#### Pointing lines:
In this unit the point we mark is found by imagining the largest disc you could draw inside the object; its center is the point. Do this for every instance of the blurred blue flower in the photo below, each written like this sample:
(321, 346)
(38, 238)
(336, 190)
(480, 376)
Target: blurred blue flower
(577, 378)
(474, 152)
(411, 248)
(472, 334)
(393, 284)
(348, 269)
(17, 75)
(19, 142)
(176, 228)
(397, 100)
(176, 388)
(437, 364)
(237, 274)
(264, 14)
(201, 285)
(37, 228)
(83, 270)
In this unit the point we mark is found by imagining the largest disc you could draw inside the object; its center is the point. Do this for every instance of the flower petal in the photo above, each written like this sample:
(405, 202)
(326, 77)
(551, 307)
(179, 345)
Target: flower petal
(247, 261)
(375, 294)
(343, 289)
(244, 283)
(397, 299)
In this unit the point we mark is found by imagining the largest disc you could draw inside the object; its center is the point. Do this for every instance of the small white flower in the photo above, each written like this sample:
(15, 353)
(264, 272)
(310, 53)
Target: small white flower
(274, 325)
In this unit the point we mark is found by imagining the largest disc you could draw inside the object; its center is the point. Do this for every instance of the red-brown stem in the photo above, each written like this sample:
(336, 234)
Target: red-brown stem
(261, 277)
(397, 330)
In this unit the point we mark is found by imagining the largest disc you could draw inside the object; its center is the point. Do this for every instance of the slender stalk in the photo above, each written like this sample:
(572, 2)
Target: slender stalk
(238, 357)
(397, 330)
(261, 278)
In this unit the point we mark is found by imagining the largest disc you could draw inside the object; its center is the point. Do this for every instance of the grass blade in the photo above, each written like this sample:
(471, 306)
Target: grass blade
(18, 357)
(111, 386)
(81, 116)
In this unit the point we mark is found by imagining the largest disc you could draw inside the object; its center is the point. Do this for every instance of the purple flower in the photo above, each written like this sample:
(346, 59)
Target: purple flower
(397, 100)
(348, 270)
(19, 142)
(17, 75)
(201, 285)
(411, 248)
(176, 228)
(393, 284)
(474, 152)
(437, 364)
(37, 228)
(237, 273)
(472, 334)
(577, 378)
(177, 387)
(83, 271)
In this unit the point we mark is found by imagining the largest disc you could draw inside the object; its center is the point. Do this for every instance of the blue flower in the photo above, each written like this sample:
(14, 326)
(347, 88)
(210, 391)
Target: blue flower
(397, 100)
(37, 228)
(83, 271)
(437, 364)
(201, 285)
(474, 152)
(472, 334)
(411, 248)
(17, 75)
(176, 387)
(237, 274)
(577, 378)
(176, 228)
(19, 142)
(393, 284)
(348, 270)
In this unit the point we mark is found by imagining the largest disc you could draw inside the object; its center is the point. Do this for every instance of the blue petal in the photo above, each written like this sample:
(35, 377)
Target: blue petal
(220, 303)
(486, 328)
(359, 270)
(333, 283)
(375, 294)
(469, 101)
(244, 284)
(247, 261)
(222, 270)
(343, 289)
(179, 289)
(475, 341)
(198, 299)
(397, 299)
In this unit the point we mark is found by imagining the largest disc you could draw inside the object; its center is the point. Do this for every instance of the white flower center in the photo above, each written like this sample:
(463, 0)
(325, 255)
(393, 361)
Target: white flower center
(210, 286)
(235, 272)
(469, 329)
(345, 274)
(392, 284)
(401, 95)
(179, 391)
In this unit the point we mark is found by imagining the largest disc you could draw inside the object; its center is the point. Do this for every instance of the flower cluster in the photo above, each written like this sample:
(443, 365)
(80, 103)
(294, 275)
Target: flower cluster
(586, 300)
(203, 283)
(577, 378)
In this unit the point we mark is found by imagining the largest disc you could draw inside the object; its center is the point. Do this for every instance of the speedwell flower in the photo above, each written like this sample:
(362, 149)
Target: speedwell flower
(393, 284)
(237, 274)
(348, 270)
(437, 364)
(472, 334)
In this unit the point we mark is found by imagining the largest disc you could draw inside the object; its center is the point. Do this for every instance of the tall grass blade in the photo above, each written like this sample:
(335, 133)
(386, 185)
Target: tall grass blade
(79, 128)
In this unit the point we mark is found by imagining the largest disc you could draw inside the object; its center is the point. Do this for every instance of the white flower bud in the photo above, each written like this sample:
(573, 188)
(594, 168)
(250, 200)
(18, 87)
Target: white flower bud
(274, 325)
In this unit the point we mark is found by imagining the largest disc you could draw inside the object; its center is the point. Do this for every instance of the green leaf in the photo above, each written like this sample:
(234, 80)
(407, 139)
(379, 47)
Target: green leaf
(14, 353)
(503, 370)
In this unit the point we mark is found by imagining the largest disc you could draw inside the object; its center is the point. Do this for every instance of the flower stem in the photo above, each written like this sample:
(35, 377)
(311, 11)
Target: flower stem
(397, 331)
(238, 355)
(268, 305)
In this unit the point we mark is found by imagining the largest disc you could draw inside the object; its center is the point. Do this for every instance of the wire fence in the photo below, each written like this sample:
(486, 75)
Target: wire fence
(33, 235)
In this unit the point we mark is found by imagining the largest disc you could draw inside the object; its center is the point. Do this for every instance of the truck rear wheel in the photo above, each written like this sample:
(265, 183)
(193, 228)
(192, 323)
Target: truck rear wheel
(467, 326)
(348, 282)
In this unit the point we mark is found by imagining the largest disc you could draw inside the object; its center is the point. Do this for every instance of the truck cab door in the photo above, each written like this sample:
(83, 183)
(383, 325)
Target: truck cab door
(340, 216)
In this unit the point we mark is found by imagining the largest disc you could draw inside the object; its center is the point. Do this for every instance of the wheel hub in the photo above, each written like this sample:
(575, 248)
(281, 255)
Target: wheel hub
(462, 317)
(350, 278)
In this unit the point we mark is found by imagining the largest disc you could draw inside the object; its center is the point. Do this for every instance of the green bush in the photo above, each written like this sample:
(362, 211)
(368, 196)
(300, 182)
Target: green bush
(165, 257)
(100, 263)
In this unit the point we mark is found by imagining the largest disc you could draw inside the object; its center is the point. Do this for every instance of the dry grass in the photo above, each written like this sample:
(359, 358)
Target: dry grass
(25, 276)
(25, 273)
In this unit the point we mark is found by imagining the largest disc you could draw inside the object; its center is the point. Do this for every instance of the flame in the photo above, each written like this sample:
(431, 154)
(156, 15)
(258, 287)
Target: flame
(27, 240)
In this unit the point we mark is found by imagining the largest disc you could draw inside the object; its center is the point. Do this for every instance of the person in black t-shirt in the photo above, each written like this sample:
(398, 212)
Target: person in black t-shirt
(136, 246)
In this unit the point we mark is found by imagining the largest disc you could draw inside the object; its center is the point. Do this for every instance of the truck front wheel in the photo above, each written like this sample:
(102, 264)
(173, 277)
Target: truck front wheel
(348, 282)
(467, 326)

#### What this task involves:
Print every one of the lines above again, word for word and in the same order, changing nothing.

#### Task answer:
In this unit the point we mark is found by imagining the largest disc you could draw inside the object; its center is the point. Do this for every instance of the blurred blue flower in the photo below, each written like this sample:
(321, 346)
(38, 238)
(336, 190)
(480, 376)
Target: blurred blue flower
(577, 378)
(474, 152)
(411, 248)
(472, 334)
(393, 284)
(348, 269)
(17, 75)
(19, 142)
(176, 228)
(397, 100)
(176, 388)
(437, 364)
(237, 274)
(264, 14)
(201, 285)
(37, 228)
(83, 270)
In this unit the point we mark is found by imagining the largest disc you could draw inside the object; its center is the point. Do this for every instance of the flower petal in the photo above, each written like this sample:
(405, 202)
(326, 77)
(551, 307)
(179, 345)
Target: flower petal
(247, 261)
(375, 294)
(343, 289)
(244, 283)
(397, 299)
In this unit the point we mark is found by imagining the largest disc you could draw inside the object; its center is the point. Do this for every instance of the small white flower in the photo above, each written like this sample:
(15, 353)
(264, 272)
(310, 53)
Target: small white flower
(274, 325)
In this unit the point we mark is found by imagining the largest disc you could draw inside the object; its center is the point. Do this for every instance of the red-brown stem in the photo above, each written like this sample:
(336, 234)
Target: red-brown stem
(261, 277)
(397, 330)
In this unit the point we mark is found by imagining the largest disc you could draw inside the object; its center is the point. Do this for every instance of the slender stalk in the photo above, each written like this sample:
(572, 2)
Target: slender stalk
(238, 357)
(397, 330)
(261, 278)
In this unit the point we mark is found by imagining the largest disc you could draw inside the object; its center is the point. Do this for every instance of the grass blade in the photo above, each written like this sample:
(471, 306)
Target: grass blade
(18, 357)
(111, 386)
(81, 116)
In this unit the point we mark is found by imagining the largest disc you could draw inside the object; its center is the point. Do this for every instance of the purple flower in the photo above, each written like this sample:
(346, 59)
Target: purple flower
(397, 100)
(348, 270)
(19, 142)
(17, 75)
(201, 285)
(411, 248)
(176, 228)
(393, 284)
(474, 152)
(437, 364)
(37, 228)
(237, 273)
(472, 334)
(577, 378)
(177, 387)
(83, 271)
In this unit the point we mark is found by imagining the largest disc you could draw inside the object; its center is the point. Do this for every instance of the blue flower in the photo above, each written like this sample:
(14, 326)
(347, 88)
(210, 391)
Target: blue flower
(397, 100)
(37, 228)
(83, 271)
(437, 364)
(201, 285)
(474, 152)
(472, 334)
(411, 248)
(17, 75)
(176, 387)
(237, 274)
(577, 378)
(176, 228)
(19, 142)
(393, 284)
(348, 270)
In this unit the point we mark is found by imagining the largest disc you could draw inside the object; its center is the point. Do this for every instance of the blue petal in the photo above, each written like this sample:
(35, 377)
Target: blue petal
(220, 303)
(486, 328)
(359, 270)
(333, 283)
(375, 294)
(469, 101)
(244, 284)
(247, 261)
(222, 270)
(343, 289)
(179, 289)
(475, 341)
(198, 299)
(397, 299)
In this unit the point we mark is found by imagining the largest disc you could draw inside the object; its center is the point. Do this for every instance of the white flower center in the photo above, each written like this sample:
(463, 0)
(325, 255)
(393, 361)
Target: white flower center
(210, 286)
(235, 272)
(469, 329)
(345, 274)
(392, 284)
(401, 95)
(179, 391)
In this unit the point we mark is found by imagining the largest disc you could draw inside the object; its center is the point. Do this for every instance of the flower cluster in the photo above, each written like this sample:
(443, 365)
(80, 103)
(294, 275)
Target: flower cluster
(586, 300)
(203, 283)
(577, 378)
In this unit the point we mark is found by imagining the largest disc you could draw inside the object; its center is the point. Do this for every instance of the speedwell flower in the photo above, each written like this sample:
(362, 149)
Target: speedwell flower
(393, 284)
(237, 274)
(348, 270)
(437, 364)
(472, 334)
In this unit the point we mark is found by imagining the largest disc you could draw inside the object; its center is the point. Do this for every instance of the tall grass blade in the photo above, each written like this sample:
(335, 133)
(386, 185)
Target: tall grass blade
(79, 128)
In this unit the point we mark is found by imagining the largest disc you could draw inside the object; its center is the point. Do this for every instance of the white flower bud in the photo above, each written like this sample:
(573, 188)
(594, 168)
(250, 200)
(18, 87)
Target: white flower bud
(274, 325)
In this unit the point we mark is found by imagining the largest disc you could draw inside the object; its center is the point. Do this for every instance of the green leaf in the photo above, each written like this sample:
(234, 80)
(407, 139)
(379, 47)
Target: green leaf
(14, 353)
(503, 370)
In this unit the point we mark is found by imagining the largest disc you could draw inside the object; its center is the point. Do this for every instance of the flower stem in the photo above, each written like this sample:
(35, 377)
(311, 11)
Target: flower stem
(397, 331)
(238, 355)
(268, 305)
In this unit the point we mark is found by imagining the largest disc you could draw inside the object; its center is the point. Do this for every instance of the wire fence in the photo below, each written like this sample:
(486, 75)
Target: wire fence
(33, 235)
In this unit the point we mark is found by imagining the largest disc you could draw inside the object; its center is the point. Do this for every instance of the truck rear wheel in the photo above, each written like this sample:
(265, 183)
(193, 228)
(192, 323)
Target: truck rear wheel
(467, 326)
(348, 282)
In this unit the point we mark is found by imagining the largest disc you could draw inside the object; its center is the point. Do this for every instance of the truck cab door in the photo above, each written like this sample:
(83, 183)
(383, 325)
Target: truck cab door
(340, 216)
In this unit the point we mark is found by imagining the largest disc you could draw inside the object; its center is the point. Do this for every instance of the wheel hub in the photo above, each written like this sample:
(575, 248)
(281, 255)
Target: wheel hub
(462, 317)
(350, 278)
In this unit the point we mark is found by imagining the largest disc you could draw inside the object; its center is the point. Do this for every instance of the green bush in the photo above, each written like this sample:
(362, 211)
(368, 196)
(300, 182)
Target: green bush
(165, 257)
(100, 263)
In this unit the point we mark is found by imagining the largest disc you could draw inside the object; its center is the point. Do this for every instance of the dry grass in the photo above, each written like this sample:
(359, 358)
Target: dry grass
(25, 276)
(25, 273)
In this unit the point we mark is found by imagining the largest disc you could draw inside the object; its center is the point. Do this for every instance of the flame in the photo above, each written like this sample:
(431, 154)
(156, 15)
(258, 287)
Target: flame
(27, 240)
In this unit the point we mark is found by imagining the largest disc you could draw inside the object; its center is the point. Do this for every instance of the person in black t-shirt in the photo above, each written like this sample:
(398, 212)
Target: person in black t-shirt
(136, 246)
In this unit the point we mark is found by imagining the largest disc you could draw inside the object; its center is the point. Do this for every instance of the truck front wheel in the photo above, each written like this sample:
(102, 264)
(173, 277)
Target: truck front wheel
(348, 282)
(467, 326)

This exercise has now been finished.